Start of Document excerpt

Lycaste, abbreviated as Lyc. in horticultural trade, is a genus of orchids that contains about 30 species with egg-shaped pseudobulbs and thin, plicate (pleated) leaves. According to the American Orchid Society, it was named after a Trojan princess and daughter of Priam from Greek mythology.

== Description ==
Lycaste flowers, like all orchid blooms, have three petals and three sepals. The petals are typically yellow, white, or orange, and the sepals are yellow, orange, green, or reddish brown. The petals and sepals may be marked sparsely or densely with red, reddish purple, purple, or reddish brown spots. The lip (ventral petal) may be very similar to the other two petals, as in Lycaste aromatica or Lycaste brevispatha, or colored quite distinctively, as in several subspecies and varieties of Lycaste macrophylla. Most Lycaste flowers are medium in size, averaging about 5 to 10 cm, but Lycaste schilleriana is 16–18 cm across. Some Lycaste blooms have a unique fragrance - the scent of Lycaste aromatica has been variously described as cinnamon or clove. The blooms of the species Lycaste cochleata, Lycaste consobrina, and Lycaste cruenta also have a pleasant scent.

== Taxonomy ==
The World Checklist of Selected Plant Families, maintained by the Royal Botanic Gardens at Kew, is recognized by the American Orchid Society as the definitive authority on orchid taxonomy. The Checklist currently acknowledges 31 species of Lycaste, 3 natural hybrids, 2 subspecies (and 1 nominate subspecies), and 1 variety. Orchid growers and orchid collectors, who tend to be taxonomic splitters more often than lumpers, recognize additional subspecies and varieties of Lycaste, as well as alba (white) forms of several species.

End of Document excerpt
Start of Data provided

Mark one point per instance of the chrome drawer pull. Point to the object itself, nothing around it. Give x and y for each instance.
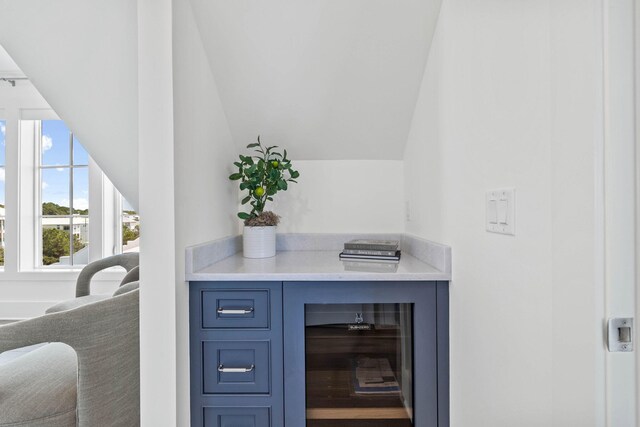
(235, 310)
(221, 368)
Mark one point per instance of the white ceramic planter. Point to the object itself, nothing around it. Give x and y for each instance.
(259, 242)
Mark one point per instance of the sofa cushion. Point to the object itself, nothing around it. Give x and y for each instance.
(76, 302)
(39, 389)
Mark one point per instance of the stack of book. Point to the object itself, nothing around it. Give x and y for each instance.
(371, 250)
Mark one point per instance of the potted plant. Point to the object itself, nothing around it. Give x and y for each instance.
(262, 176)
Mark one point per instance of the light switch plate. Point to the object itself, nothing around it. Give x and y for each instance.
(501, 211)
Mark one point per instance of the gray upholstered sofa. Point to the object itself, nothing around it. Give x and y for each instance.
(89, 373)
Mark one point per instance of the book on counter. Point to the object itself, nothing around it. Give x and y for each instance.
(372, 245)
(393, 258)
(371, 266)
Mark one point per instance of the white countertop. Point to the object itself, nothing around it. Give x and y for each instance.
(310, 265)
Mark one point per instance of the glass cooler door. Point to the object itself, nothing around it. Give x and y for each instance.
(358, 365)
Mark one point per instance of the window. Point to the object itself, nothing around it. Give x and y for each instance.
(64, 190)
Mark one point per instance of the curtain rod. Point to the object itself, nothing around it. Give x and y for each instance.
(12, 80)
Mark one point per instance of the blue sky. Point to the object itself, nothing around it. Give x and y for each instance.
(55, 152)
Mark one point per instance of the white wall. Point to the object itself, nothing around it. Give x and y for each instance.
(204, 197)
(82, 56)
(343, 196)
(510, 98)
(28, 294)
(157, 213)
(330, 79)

End of Data provided
Start of Data provided

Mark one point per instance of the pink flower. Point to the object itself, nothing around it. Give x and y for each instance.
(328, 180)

End of Data provided

Tasks:
a. In the Lycaste excerpt, what two scents have been used to describe Lycaste aromatica?
b. Extend the text on the Lycaste orchids, picking up after its final sentence.

Answer list:
a. Cinnamon or clove.

b.
=== Sections ===
The Lycastes are divided into four sections and two subsections:
- Section Deciduosae - deciduous, that is, they usually lose their leaves during an annual dormant period
  - Subsection Xanthanthae - have yellow to orange blooms; the name comes from xantho (yellow) and anthos (flower)
  - Subsection Paradeciduosae - have pink-marked white blooms; the name comes from para (similar or near) and deciduosae (deciduous)
- Section Longisepalae - has very long sepals
- Section Macrophyllae - keep their leaves during dormancy; the name comes from macro (large) and phyllae (leaves)
- Section Fimbriatae - typically have fringed lips

All but two of the Deciduosae have spines at the apices of their pseudobulbs, that become exposed when the leaves are dropped. The exceptions are the Xanthanthae species Lycaste lasioglossa and the Paradeciduosae species Lycaste tricolor. Both of these species lack spines, and may bloom when leaves are still present.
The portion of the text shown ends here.